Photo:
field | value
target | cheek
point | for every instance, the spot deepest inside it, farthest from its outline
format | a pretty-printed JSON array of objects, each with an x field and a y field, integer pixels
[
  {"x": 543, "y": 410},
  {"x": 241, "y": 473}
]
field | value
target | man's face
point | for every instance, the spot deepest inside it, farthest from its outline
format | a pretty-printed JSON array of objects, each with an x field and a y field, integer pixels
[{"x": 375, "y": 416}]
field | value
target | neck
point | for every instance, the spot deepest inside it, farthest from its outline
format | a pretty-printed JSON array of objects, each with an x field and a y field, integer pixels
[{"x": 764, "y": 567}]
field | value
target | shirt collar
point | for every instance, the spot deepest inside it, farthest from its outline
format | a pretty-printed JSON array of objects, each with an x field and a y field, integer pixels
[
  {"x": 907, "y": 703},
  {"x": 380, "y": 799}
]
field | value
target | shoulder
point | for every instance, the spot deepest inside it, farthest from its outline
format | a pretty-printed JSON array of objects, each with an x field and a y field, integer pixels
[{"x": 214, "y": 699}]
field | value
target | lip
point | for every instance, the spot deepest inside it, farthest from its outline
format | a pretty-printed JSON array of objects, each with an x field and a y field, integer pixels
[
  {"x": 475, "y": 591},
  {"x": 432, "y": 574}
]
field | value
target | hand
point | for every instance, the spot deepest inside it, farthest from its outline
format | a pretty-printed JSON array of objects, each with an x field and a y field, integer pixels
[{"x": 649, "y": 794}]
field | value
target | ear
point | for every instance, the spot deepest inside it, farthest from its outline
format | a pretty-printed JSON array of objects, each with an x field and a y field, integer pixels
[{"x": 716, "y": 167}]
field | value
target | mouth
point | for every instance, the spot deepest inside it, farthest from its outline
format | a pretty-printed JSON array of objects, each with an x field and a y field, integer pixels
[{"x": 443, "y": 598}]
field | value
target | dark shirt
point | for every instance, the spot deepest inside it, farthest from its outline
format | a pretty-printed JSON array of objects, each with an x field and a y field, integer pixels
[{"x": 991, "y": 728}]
○ ○ ○ ○ ○
Problem description ▸ How many lines in the data above contain the string "target"? Reply with the number alone.

Task solution ▸ 10